YOUR ASSIGNMENT: The data below must be repeated exactly. Leave nothing out.

INPUT MATERIAL:
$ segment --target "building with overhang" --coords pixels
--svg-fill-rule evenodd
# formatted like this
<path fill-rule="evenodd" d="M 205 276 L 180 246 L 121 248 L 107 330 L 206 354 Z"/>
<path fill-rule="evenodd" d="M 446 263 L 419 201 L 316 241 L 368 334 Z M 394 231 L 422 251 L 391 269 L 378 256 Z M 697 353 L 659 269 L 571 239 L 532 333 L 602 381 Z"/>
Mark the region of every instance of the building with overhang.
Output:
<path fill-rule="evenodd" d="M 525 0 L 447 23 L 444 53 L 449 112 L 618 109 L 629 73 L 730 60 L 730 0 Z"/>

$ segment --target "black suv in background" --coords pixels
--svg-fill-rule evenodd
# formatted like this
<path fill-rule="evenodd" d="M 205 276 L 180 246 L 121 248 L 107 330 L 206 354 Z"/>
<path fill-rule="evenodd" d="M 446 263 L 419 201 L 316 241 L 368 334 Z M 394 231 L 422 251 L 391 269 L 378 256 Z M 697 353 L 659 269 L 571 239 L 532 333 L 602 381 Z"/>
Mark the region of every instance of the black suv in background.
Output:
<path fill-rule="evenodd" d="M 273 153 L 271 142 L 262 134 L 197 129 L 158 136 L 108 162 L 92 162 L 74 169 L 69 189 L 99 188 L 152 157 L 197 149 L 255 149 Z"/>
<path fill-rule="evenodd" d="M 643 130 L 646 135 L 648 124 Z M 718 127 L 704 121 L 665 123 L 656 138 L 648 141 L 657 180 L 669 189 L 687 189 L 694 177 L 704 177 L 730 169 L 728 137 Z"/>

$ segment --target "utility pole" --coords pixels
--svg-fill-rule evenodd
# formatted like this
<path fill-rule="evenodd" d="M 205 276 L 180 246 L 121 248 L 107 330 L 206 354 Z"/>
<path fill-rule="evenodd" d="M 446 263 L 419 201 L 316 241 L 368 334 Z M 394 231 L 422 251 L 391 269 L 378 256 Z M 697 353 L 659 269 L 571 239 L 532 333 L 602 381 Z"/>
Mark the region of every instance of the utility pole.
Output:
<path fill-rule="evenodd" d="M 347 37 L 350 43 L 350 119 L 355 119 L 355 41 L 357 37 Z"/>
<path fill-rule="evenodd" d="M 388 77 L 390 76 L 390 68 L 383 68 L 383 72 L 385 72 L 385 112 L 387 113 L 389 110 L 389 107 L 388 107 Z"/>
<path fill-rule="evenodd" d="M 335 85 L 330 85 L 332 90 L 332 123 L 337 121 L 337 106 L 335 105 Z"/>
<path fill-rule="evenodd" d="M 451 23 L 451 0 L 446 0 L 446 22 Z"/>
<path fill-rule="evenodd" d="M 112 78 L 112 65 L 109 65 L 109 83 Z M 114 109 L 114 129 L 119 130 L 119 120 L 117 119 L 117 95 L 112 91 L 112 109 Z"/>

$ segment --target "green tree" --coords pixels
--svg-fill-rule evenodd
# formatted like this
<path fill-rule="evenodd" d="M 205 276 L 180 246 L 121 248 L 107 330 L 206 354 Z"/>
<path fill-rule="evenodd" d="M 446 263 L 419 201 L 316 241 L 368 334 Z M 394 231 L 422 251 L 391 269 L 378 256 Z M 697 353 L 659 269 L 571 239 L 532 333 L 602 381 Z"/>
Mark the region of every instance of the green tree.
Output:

SOLUTION:
$ segment --target "building with overhang" --coords pixels
--svg-fill-rule evenodd
# formatted like this
<path fill-rule="evenodd" d="M 205 276 L 180 246 L 121 248 L 107 330 L 206 354 Z"/>
<path fill-rule="evenodd" d="M 446 263 L 419 201 L 316 241 L 368 334 Z M 394 231 L 422 251 L 391 269 L 378 256 Z M 697 353 L 659 269 L 571 239 L 532 333 L 602 381 Z"/>
Mark the region of every instance of the building with overhang.
Output:
<path fill-rule="evenodd" d="M 525 0 L 447 23 L 444 53 L 449 112 L 618 109 L 629 73 L 730 60 L 730 0 Z"/>

$ segment --target "black suv in background" --coords pixels
--svg-fill-rule evenodd
# formatted like this
<path fill-rule="evenodd" d="M 205 276 L 180 246 L 121 248 L 107 330 L 206 354 Z"/>
<path fill-rule="evenodd" d="M 446 263 L 419 201 L 316 241 L 368 334 Z M 394 231 L 422 251 L 391 269 L 378 256 Z M 697 353 L 659 269 L 571 239 L 532 333 L 602 381 Z"/>
Mark the region of every instance of the black suv in background.
Output:
<path fill-rule="evenodd" d="M 273 153 L 271 142 L 262 134 L 197 129 L 158 136 L 108 162 L 92 162 L 74 169 L 69 189 L 99 188 L 152 157 L 197 149 L 255 149 Z"/>
<path fill-rule="evenodd" d="M 643 130 L 646 135 L 648 124 Z M 718 127 L 704 121 L 665 123 L 656 138 L 648 141 L 657 180 L 669 189 L 687 189 L 694 177 L 704 177 L 730 169 L 728 137 Z"/>

$ segment --target "utility pole" --coords pixels
--svg-fill-rule evenodd
# formatted like this
<path fill-rule="evenodd" d="M 205 276 L 180 246 L 121 248 L 107 330 L 206 354 Z"/>
<path fill-rule="evenodd" d="M 446 263 L 419 201 L 316 241 L 368 334 Z M 394 231 L 422 251 L 391 269 L 378 256 Z M 697 353 L 659 269 L 571 239 L 532 333 L 602 381 Z"/>
Mark the region of every instance of the utility pole.
Output:
<path fill-rule="evenodd" d="M 347 37 L 350 43 L 350 119 L 355 119 L 355 41 L 357 37 Z"/>
<path fill-rule="evenodd" d="M 388 77 L 390 76 L 390 68 L 383 68 L 383 72 L 385 72 L 385 112 L 387 113 L 389 110 L 389 107 L 388 107 Z"/>
<path fill-rule="evenodd" d="M 335 85 L 330 85 L 332 90 L 332 123 L 337 121 L 337 106 L 335 105 Z"/>
<path fill-rule="evenodd" d="M 451 23 L 451 0 L 446 0 L 446 22 Z"/>
<path fill-rule="evenodd" d="M 112 78 L 112 65 L 109 65 L 109 83 Z M 114 109 L 114 129 L 119 130 L 119 120 L 117 119 L 117 95 L 112 91 L 112 109 Z"/>

$ segment --target "green tree" --coords pixels
--svg-fill-rule evenodd
# formatted like this
<path fill-rule="evenodd" d="M 205 276 L 180 246 L 121 248 L 107 330 L 206 354 Z"/>
<path fill-rule="evenodd" d="M 446 263 L 419 201 L 316 241 L 368 334 Z M 394 231 L 422 251 L 391 269 L 378 256 Z M 697 353 L 659 269 L 571 239 L 532 333 L 602 381 Z"/>
Mark the region of every instance of the green tree.
Output:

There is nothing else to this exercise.